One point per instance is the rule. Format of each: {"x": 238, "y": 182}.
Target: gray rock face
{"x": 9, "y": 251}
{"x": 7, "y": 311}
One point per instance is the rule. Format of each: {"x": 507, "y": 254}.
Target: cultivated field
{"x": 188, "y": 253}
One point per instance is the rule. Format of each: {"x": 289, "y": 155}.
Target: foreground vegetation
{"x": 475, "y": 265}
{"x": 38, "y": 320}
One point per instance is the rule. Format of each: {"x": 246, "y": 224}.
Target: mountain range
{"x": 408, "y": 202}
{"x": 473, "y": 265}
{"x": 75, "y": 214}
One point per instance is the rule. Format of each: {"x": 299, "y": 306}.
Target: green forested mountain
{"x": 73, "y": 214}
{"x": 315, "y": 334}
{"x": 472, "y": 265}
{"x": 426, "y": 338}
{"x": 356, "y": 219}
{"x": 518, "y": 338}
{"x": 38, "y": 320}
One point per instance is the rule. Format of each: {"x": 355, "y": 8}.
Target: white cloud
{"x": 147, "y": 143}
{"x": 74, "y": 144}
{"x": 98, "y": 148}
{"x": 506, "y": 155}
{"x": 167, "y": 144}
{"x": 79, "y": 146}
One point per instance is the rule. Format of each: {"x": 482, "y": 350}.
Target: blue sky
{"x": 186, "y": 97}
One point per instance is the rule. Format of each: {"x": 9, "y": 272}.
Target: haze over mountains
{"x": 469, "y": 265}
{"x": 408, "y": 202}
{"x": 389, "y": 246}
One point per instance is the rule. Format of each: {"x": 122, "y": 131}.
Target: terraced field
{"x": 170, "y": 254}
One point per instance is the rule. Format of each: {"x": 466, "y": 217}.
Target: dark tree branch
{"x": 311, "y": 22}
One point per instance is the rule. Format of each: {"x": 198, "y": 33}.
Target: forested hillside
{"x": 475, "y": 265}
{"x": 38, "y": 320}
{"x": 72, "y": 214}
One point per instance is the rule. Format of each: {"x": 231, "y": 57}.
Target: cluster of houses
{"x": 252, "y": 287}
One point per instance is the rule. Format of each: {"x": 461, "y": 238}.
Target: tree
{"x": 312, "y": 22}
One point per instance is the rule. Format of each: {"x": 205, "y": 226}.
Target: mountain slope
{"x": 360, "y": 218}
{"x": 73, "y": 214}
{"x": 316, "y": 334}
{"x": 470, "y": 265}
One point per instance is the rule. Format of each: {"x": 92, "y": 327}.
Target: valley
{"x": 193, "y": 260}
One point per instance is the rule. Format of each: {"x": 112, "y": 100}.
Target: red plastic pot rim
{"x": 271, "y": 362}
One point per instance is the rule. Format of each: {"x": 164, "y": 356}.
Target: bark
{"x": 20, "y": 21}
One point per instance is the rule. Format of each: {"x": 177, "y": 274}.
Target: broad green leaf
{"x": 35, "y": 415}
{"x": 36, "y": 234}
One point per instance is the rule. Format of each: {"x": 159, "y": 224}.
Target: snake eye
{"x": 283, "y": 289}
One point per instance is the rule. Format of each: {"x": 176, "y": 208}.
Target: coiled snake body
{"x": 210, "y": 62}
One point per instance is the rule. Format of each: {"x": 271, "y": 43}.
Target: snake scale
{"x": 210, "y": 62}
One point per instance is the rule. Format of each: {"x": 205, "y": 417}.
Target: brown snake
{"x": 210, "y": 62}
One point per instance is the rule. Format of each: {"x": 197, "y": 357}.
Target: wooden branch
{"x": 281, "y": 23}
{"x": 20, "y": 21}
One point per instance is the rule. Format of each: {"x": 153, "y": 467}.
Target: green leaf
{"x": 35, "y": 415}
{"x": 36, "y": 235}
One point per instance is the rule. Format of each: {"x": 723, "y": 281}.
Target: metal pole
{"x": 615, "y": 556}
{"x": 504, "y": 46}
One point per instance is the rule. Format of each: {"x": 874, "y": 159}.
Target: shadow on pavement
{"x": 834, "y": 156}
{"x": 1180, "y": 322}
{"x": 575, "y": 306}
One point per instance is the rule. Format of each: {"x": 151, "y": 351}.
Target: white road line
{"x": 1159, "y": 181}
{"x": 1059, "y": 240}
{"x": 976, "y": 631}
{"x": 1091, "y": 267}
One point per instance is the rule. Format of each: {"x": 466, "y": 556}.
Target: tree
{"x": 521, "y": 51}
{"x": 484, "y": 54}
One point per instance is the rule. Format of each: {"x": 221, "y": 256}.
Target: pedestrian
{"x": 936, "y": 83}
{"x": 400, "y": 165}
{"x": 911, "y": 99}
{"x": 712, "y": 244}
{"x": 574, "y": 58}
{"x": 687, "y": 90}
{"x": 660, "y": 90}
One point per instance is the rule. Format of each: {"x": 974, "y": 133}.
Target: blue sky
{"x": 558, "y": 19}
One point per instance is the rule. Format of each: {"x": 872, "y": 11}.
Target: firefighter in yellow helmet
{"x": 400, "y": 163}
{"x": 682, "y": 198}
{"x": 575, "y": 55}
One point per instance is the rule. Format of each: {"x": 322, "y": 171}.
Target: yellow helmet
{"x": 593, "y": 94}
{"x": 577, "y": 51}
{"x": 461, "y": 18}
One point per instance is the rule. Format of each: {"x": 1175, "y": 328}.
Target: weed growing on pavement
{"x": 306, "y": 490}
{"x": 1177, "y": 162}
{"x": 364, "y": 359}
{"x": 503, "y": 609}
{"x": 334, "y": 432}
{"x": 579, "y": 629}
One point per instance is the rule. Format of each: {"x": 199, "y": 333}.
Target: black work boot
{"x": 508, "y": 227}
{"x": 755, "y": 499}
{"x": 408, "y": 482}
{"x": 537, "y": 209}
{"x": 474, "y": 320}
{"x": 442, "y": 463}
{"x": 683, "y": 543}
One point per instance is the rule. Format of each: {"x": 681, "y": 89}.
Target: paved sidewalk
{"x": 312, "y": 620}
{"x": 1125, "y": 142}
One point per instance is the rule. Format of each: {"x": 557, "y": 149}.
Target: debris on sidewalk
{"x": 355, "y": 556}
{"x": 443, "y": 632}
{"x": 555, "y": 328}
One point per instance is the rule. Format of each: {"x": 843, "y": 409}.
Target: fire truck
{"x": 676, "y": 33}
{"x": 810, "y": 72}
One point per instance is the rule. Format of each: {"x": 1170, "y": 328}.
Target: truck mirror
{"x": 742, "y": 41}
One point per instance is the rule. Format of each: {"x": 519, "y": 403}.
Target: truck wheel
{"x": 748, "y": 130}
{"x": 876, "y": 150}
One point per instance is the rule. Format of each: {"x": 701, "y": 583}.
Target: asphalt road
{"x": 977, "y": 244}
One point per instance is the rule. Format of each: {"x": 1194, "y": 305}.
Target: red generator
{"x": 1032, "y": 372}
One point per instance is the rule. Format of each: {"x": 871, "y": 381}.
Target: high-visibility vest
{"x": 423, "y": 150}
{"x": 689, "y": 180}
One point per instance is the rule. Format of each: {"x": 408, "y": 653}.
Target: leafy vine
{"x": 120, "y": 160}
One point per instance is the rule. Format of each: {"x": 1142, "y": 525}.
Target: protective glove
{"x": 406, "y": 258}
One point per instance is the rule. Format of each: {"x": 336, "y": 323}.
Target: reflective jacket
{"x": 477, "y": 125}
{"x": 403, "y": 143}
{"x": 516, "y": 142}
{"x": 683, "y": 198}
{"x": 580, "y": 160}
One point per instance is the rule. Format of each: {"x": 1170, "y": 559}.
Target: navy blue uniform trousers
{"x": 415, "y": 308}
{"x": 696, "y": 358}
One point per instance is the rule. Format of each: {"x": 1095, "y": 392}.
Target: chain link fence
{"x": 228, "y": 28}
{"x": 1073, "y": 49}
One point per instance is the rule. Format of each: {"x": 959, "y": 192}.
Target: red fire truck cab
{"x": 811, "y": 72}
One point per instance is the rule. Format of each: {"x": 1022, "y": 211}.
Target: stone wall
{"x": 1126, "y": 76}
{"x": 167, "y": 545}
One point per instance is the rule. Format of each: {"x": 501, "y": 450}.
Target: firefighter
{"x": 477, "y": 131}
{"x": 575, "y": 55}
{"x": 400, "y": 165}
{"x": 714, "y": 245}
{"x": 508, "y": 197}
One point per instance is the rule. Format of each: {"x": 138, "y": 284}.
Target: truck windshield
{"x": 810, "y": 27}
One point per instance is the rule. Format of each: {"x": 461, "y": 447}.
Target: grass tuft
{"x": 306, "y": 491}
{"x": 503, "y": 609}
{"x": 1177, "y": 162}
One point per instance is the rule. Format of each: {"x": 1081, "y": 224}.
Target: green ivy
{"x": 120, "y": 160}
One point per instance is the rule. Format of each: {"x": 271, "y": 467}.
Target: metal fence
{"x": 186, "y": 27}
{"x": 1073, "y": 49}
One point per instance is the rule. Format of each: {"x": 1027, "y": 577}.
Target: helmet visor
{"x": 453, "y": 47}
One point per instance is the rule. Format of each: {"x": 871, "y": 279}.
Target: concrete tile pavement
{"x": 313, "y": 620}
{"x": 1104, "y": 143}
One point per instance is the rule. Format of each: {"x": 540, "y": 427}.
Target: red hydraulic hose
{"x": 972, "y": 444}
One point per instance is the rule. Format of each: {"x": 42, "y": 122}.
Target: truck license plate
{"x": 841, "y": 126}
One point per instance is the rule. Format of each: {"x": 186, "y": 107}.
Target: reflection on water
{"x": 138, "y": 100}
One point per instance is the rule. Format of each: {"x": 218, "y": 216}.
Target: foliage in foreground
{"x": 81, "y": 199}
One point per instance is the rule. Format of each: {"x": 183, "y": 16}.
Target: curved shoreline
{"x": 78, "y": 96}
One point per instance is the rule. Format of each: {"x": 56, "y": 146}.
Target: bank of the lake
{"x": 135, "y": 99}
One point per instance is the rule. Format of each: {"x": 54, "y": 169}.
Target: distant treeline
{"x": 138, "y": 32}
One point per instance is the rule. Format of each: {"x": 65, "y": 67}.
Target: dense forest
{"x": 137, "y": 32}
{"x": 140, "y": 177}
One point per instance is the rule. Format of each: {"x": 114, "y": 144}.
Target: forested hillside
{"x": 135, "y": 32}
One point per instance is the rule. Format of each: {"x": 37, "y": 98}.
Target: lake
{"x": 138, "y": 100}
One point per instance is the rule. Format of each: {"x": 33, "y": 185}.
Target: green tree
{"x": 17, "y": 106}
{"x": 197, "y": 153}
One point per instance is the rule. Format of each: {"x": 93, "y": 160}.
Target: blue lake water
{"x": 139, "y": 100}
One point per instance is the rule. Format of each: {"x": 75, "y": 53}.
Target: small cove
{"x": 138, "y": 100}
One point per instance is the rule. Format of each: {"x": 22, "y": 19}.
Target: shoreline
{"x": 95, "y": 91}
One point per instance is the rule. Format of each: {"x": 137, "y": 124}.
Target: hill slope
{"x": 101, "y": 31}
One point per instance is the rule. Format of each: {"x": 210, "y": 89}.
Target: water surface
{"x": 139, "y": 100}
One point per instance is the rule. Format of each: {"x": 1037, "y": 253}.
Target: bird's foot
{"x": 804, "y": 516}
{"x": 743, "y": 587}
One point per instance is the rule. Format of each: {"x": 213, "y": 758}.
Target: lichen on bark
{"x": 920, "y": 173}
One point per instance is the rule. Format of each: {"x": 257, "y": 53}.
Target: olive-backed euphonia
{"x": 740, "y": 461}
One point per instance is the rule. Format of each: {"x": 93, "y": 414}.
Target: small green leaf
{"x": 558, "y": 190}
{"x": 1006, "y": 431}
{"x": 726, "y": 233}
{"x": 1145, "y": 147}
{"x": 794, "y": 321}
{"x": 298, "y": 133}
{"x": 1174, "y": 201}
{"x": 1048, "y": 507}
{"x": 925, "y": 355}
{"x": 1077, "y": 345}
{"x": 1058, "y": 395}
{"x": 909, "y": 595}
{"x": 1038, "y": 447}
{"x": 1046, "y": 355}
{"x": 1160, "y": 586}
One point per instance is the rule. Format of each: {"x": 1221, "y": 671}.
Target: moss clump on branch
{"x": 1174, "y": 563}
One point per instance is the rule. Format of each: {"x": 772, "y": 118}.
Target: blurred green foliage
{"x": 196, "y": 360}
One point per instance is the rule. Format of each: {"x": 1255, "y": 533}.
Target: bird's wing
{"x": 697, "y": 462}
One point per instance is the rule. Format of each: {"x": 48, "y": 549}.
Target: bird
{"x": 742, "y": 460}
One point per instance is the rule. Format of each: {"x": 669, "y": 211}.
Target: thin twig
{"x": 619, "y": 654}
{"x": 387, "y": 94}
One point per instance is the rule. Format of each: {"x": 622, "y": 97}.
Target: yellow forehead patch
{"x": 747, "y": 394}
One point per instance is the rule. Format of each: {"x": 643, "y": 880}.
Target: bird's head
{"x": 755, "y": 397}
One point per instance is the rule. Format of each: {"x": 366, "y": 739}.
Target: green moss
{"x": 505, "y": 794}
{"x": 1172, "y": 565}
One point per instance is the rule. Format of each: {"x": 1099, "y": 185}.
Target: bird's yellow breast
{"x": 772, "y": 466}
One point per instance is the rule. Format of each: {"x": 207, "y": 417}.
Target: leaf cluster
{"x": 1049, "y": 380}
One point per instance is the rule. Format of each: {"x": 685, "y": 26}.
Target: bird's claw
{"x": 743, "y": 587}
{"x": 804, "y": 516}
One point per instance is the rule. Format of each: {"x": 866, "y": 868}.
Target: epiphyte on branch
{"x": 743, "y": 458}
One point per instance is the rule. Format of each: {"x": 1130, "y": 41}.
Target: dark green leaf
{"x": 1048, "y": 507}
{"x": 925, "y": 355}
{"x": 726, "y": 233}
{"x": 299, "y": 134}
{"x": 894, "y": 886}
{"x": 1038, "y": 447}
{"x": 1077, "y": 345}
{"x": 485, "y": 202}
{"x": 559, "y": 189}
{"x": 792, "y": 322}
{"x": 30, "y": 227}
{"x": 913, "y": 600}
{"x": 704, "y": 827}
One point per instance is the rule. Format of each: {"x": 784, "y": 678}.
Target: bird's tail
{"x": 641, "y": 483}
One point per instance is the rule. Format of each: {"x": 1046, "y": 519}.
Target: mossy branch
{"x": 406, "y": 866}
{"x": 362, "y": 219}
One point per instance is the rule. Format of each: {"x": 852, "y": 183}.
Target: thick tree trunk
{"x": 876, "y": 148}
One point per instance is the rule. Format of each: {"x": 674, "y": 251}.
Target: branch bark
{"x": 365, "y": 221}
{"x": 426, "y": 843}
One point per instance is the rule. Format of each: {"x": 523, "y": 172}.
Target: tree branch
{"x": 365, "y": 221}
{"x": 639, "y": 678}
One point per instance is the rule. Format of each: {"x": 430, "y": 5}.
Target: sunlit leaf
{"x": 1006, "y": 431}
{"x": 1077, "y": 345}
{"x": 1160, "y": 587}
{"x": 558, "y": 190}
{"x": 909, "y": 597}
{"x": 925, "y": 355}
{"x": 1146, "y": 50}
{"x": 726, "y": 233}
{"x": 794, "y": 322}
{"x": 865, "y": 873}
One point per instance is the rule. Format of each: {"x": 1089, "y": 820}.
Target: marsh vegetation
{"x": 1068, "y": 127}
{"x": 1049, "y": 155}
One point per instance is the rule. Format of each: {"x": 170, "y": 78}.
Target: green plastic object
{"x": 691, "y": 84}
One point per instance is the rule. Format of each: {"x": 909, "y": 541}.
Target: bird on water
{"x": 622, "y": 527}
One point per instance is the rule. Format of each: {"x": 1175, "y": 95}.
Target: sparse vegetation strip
- - -
Objective. Pick out every line in the records that contains the word "lake".

Answer to this problem.
Target: bank of the lake
Target: lake
Target: blue lake water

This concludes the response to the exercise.